=== Task ===
All lines holding the word "below" should be located in the records and copied.

*** Opening of Records shown ***

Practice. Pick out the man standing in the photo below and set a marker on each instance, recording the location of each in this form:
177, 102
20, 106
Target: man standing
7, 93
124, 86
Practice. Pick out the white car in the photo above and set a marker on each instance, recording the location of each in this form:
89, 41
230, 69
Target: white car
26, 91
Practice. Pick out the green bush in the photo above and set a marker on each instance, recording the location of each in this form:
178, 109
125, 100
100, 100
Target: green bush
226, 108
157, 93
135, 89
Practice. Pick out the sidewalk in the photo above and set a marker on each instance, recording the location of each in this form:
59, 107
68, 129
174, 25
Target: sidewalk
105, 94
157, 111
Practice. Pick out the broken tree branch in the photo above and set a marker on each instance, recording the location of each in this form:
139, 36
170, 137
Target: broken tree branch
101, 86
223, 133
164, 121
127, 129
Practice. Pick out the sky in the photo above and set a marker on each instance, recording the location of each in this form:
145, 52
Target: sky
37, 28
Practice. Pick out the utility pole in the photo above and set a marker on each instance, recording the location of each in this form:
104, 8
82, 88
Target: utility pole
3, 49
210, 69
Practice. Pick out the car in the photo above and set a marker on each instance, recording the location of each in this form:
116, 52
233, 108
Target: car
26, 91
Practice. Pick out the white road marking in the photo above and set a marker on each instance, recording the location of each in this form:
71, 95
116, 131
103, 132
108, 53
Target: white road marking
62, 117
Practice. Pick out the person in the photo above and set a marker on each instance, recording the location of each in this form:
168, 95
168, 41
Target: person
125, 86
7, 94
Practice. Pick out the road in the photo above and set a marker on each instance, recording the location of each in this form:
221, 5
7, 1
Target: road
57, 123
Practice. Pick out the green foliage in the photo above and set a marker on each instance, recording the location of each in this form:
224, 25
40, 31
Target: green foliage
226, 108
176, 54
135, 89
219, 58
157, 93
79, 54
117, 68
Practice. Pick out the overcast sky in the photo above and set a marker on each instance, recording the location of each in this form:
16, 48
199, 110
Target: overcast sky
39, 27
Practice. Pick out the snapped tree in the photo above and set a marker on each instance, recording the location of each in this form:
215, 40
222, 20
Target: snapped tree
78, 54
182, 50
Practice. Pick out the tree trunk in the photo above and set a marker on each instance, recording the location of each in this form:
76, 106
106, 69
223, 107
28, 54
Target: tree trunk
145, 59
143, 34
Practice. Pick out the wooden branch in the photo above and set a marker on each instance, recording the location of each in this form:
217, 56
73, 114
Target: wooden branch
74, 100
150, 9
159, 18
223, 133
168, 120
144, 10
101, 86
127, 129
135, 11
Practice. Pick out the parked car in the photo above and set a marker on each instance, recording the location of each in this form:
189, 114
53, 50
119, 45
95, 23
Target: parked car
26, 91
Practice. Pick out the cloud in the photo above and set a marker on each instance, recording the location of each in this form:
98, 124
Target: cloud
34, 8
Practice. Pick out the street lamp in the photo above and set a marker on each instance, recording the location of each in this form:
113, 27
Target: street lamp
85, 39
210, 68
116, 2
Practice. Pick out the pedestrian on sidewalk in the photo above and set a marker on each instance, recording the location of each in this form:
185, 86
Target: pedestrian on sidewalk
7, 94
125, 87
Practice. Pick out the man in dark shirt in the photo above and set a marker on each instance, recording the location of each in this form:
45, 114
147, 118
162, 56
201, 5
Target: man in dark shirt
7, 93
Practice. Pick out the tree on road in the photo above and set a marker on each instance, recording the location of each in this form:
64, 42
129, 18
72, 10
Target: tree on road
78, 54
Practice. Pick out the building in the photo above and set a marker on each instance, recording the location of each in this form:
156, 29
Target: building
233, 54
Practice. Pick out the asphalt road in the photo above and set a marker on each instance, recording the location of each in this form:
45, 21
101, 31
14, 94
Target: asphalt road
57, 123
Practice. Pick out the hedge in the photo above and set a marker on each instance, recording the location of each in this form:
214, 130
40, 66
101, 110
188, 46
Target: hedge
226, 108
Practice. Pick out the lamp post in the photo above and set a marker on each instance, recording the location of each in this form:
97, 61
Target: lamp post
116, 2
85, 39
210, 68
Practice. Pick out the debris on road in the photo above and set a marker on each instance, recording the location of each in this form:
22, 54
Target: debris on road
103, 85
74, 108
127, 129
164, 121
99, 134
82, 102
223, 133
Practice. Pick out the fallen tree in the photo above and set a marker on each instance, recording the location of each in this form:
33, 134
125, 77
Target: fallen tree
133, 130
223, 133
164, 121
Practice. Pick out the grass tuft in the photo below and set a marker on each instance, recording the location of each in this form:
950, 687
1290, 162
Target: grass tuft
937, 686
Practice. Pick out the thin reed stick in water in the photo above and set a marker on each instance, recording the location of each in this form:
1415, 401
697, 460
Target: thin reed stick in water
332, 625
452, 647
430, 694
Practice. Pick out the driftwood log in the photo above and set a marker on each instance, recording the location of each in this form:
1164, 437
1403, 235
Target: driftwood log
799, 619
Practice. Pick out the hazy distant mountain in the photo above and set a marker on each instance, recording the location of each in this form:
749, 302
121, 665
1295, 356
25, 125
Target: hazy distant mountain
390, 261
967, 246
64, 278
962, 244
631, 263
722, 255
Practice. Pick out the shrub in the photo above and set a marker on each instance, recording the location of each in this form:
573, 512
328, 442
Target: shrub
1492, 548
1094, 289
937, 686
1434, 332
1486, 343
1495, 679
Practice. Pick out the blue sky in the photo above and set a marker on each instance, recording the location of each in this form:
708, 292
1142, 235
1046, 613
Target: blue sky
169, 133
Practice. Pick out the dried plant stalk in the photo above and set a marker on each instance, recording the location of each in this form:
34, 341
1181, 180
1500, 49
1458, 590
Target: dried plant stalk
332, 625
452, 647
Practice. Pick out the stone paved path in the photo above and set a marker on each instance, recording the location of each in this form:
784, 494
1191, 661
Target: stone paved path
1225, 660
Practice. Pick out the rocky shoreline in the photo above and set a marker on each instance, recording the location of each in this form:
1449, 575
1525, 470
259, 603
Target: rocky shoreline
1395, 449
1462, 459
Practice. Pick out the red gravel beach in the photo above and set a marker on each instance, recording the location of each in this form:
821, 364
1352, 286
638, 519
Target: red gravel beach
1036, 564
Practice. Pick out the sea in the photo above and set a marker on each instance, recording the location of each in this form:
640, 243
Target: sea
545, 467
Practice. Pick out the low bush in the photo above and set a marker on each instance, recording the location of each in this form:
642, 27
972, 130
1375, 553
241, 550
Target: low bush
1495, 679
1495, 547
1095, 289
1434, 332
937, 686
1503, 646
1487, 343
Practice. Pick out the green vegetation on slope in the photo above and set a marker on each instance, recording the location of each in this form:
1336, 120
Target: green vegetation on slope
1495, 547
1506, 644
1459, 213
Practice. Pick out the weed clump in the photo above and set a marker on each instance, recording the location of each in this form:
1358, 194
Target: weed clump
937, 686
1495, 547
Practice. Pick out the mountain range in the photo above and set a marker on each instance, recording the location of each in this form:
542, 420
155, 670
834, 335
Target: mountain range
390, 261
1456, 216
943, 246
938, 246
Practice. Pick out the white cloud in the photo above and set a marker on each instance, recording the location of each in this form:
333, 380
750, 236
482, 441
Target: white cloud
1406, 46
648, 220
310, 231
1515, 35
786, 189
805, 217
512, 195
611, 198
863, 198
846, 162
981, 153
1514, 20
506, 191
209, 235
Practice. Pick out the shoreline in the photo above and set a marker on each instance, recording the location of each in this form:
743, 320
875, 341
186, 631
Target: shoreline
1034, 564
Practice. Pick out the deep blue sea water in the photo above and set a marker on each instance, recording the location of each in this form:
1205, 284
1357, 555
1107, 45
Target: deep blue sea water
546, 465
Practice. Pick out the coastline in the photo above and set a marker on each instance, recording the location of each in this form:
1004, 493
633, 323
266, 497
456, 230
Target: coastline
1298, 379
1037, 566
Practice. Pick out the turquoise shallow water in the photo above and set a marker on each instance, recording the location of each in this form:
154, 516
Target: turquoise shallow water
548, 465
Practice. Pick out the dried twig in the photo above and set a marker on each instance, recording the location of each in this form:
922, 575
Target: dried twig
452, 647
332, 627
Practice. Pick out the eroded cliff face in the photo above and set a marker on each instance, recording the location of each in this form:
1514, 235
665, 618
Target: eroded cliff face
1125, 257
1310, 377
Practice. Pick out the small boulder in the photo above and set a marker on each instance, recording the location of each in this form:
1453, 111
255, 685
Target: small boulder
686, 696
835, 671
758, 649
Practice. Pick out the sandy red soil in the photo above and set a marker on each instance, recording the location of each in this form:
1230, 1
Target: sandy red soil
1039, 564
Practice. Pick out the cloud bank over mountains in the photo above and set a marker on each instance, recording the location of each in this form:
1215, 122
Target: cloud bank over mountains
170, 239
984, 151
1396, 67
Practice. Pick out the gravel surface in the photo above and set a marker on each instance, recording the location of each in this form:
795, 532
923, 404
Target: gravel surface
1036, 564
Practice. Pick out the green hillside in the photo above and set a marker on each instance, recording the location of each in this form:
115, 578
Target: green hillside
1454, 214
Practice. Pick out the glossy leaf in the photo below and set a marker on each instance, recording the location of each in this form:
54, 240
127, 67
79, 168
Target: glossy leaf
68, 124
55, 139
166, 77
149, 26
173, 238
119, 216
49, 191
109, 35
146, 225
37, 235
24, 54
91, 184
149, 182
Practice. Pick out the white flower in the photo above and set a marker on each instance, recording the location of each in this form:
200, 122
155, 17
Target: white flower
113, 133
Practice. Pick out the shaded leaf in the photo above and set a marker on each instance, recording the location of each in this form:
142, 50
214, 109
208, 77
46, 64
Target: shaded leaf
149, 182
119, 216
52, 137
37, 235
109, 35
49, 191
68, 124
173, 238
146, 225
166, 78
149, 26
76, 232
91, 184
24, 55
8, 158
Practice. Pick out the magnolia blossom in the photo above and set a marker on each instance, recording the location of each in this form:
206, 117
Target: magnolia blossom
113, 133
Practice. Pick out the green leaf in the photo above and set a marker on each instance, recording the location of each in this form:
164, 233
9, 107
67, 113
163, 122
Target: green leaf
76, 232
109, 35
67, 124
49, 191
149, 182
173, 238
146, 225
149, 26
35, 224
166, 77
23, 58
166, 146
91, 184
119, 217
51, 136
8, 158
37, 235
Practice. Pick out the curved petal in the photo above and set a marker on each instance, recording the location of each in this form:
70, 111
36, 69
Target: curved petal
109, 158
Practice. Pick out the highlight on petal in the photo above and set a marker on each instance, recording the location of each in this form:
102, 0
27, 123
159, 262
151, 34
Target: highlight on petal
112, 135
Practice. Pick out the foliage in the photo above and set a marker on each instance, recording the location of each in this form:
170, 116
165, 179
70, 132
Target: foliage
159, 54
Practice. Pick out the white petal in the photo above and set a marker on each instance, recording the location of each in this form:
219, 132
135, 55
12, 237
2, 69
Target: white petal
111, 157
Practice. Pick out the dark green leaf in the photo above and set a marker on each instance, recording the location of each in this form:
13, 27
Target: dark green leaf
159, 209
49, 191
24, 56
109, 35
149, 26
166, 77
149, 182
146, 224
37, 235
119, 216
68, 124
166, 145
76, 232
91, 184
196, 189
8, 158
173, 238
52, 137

*** Close of Records shown ***

=== Answer area ===
Practice. Pick out the man standing in the photo below and set a marker on each instance, recording the location of each in this form:
Practice. Pick out the grass tuft in the photo below and set a marker on each instance, recording the location of each in this form:
Practice. Pick out the glossy leaf in the photo below and set a marker on each instance, recording the location of each in this form:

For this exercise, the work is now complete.